[Data items]

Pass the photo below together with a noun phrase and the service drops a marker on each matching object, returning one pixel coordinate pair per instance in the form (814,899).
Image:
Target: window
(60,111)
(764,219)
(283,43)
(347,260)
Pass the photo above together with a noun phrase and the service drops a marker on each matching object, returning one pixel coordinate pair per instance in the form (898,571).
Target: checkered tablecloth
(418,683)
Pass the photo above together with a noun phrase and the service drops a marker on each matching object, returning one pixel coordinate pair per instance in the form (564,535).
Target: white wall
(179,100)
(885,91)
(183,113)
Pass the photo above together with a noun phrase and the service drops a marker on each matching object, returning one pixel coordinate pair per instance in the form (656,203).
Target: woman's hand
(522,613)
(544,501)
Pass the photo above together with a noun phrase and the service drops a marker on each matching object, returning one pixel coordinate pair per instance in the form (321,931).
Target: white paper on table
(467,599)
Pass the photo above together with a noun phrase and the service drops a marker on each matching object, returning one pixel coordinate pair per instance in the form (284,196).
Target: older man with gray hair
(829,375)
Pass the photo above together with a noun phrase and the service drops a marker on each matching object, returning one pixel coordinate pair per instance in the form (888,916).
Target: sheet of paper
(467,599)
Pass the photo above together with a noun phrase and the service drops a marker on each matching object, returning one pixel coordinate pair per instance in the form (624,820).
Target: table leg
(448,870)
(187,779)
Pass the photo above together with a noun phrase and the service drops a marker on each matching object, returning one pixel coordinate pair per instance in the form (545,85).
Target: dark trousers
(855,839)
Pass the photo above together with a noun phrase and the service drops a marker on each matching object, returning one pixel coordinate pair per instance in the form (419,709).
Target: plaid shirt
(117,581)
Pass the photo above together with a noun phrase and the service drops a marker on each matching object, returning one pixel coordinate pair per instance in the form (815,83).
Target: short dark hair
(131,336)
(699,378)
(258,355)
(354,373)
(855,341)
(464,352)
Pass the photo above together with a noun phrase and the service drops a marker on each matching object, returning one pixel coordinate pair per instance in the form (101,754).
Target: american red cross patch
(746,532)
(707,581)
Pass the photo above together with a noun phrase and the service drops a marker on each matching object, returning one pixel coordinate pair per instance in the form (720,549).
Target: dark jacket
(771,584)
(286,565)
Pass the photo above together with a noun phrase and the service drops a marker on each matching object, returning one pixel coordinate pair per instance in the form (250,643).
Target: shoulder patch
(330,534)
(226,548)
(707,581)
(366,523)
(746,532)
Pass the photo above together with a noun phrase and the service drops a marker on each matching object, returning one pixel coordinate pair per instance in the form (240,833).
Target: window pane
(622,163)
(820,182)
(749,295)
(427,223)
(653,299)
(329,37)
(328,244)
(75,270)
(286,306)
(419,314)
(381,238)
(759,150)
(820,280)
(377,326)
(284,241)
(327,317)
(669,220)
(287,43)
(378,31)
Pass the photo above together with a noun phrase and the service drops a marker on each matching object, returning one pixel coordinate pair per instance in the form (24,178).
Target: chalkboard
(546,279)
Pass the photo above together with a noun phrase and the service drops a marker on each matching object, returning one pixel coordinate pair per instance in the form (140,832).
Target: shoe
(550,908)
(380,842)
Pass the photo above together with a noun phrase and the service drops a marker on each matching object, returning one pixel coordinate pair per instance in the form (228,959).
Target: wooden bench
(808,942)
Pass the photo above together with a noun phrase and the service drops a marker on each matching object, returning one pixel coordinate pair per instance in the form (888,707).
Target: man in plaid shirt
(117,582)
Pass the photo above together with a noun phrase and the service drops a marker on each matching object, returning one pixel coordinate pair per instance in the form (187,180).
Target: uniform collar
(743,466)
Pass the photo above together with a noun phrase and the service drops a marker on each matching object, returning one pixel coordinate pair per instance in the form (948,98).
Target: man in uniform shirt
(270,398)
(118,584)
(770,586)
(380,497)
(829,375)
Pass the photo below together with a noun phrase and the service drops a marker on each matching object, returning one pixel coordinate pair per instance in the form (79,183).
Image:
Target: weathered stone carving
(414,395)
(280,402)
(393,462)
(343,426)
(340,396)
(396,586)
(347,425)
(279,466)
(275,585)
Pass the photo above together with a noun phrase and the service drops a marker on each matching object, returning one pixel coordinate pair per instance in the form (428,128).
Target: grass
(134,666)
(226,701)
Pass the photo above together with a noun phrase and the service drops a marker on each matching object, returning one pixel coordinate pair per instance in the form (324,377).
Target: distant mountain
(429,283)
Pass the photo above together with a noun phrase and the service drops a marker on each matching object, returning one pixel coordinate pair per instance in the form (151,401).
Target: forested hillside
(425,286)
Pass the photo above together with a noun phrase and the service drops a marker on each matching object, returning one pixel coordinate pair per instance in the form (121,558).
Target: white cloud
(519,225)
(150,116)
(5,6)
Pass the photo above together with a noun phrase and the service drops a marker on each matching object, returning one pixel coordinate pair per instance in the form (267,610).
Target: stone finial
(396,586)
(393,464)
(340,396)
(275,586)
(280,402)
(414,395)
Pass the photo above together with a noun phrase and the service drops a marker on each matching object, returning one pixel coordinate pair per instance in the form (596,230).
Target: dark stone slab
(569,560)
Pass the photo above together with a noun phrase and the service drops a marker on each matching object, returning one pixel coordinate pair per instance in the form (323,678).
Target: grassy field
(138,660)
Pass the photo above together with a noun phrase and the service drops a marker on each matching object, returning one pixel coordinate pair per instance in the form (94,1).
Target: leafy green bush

_WHAT TO DO_.
Write each line above out exactly.

_ANSWER TO THE PROBLEM_.
Pass the photo below together with a noun phrase and the service drops a marker on each matching object, returning one pixel coordinate pair per instance in the form (814,899).
Image:
Target: window
(60,111)
(764,219)
(283,43)
(347,260)
Pass the photo above together with a noun phrase and the service drops a marker on each matching object, returning one pixel coordinate pair per instance in the form (898,571).
Target: checkered tablecloth
(418,683)
Pass the photo above together with a noun phrase and the service drops a marker on each matching object, returning one pixel coordinate pair per instance in the form (564,535).
Target: white wall
(179,100)
(885,91)
(183,113)
Pass the photo above together with a noun phrase and the service drops a marker on each matching object, returning one pixel coordinate pair per instance in the form (656,203).
Target: woman's hand
(522,613)
(544,501)
Pass the photo above together with a noun phrase and the service drops a marker on each matching object, returning one pixel coordinate pair per instance in the form (321,931).
Target: white paper on table
(467,599)
Pass the photo above together with a noun phrase and the service drops a marker on each matching object, returning one pixel coordinate pair per instance in the form (284,196).
Target: older man with gray hair
(829,375)
Pass the photo above together with a noun phrase and the service drops a marker on each matching object, returning one pixel coordinate pair per instance in the form (888,916).
Target: sheet of paper
(467,599)
Pass the photo above together with a noun phrase and the service drops a marker on each matching object, returning one pixel coordinate pair per instance in the form (624,820).
Target: table leg
(448,870)
(187,779)
Pass the photo above together with a noun phrase and the service drops a marker on each matching object, returning one pixel coordinate pair per instance in the form (545,85).
Target: dark trousers
(855,839)
Pass the photo above together with a noun phrase and the service drops a marker on each matching object, returning one pixel coordinate pair per instance in the form (419,709).
Target: plaid shirt
(117,581)
Pass the photo above together with a noun phrase and the service drops a marker on each matching object, returning one pixel coordinate pair per instance in the form (815,83).
Target: short dark hair
(131,336)
(699,378)
(258,355)
(354,373)
(855,341)
(464,352)
Pass the photo above together with a noun phrase and the service drops a marker on each matching object, returning one pixel coordinate pair per instance in the form (101,754).
Target: american red cross patch
(746,532)
(707,581)
Pass the photo above together with a noun phrase and the service drops a marker on each matching object, returning one pixel coordinate pair per instance in the form (720,549).
Target: dark jacket
(771,584)
(286,565)
Pass the photo above together with a noun phrase and the service drops a marker on each matching object, returning one pixel coordinate pair per instance in the form (250,643).
Target: shoulder patch
(330,534)
(226,548)
(707,581)
(366,523)
(746,532)
Pass the photo above together with a noun phrase and the service drops a marker on each matching object, returning one pixel coordinate pair per instance in the form (240,833).
Target: window pane
(622,163)
(820,182)
(749,295)
(427,223)
(653,299)
(329,37)
(328,244)
(75,270)
(286,306)
(419,314)
(381,238)
(759,150)
(820,280)
(377,326)
(284,241)
(327,317)
(669,220)
(287,43)
(378,31)
Pass the photo above together with a noun phrase and the service drops a marker on each matching object, returning one pixel coordinate pair per instance in the form (24,178).
Target: chalkboard
(546,279)
Pass the photo above together with a noun phrase and the service drops a marker on each matching object, returning one pixel coordinate pair per instance in the form (140,832).
Target: shoe
(550,908)
(380,842)
Pass the photo above together with a noun phrase and the service drops a marker on each matching object, returning one pixel coordinate pair per instance in the form (228,959).
Target: wooden bench
(808,942)
Pass the photo above together with a noun phrase and the service drops a marker on each matching object, returning one pixel coordinate pair per instance in the form (888,707).
Target: man in plaid shirt
(117,582)
Pass the photo above together with a noun phrase and the service drops a marker on each matching object, returning one pixel coordinate pair per instance in the form (187,180).
Target: uniform collar
(743,466)
Pass the photo above together with a noun phrase and the service drops a marker on each matching object, returning one pixel coordinate pair per instance in the form (948,98).
Target: man in uniform shirt
(270,398)
(118,584)
(770,586)
(380,497)
(829,375)
Pass the photo below together with a noun phrase and the service drops a marker on each matching object, returning one pixel coordinate pair per instance in the form (79,183).
Image:
Target: weathered stone carving
(414,395)
(280,402)
(393,462)
(343,426)
(340,396)
(396,586)
(347,425)
(279,466)
(275,585)
Pass the photo above together with a noun phrase and the service drops a marker on each matching object, returning one pixel coordinate pair per instance in the form (428,128).
Target: grass
(134,666)
(226,701)
Pass the photo above together with a noun phrase and the service drops a marker on each matching object, returning one pixel coordinate pair per instance in the form (324,377).
Target: distant mountain
(429,283)
Pass the photo above together with a noun phrase and the service drops a marker on each matching object, returning one pixel coordinate pair per instance in the form (151,401).
Target: forested hillside
(425,286)
Pass the photo above together with a noun phrase and the service drops a marker on each matching object, returning one pixel coordinate pair per instance in the form (121,558).
Target: white cloud
(519,225)
(150,116)
(5,6)
Pass the photo above together with a noun phrase and the service drops a marker on each matching object, returning one pixel coordinate pair per instance in the form (267,610).
Target: stone finial
(396,586)
(393,464)
(340,396)
(275,586)
(280,402)
(414,395)
Pass the photo above together with a noun phrase and the service drops a marker on each matching object, returning one pixel coordinate pair per instance in the form (596,230).
Target: dark stone slab
(569,560)
Pass the photo above together with a noun phrase and the service drops a marker on each matching object, returning one pixel coordinate pair per instance in the form (323,678).
Target: grassy field
(138,660)
Pass the photo above together with a noun phrase and the service drops a marker on each matching object, returning one pixel coordinate pair per instance in the form (94,1).
Target: leafy green bush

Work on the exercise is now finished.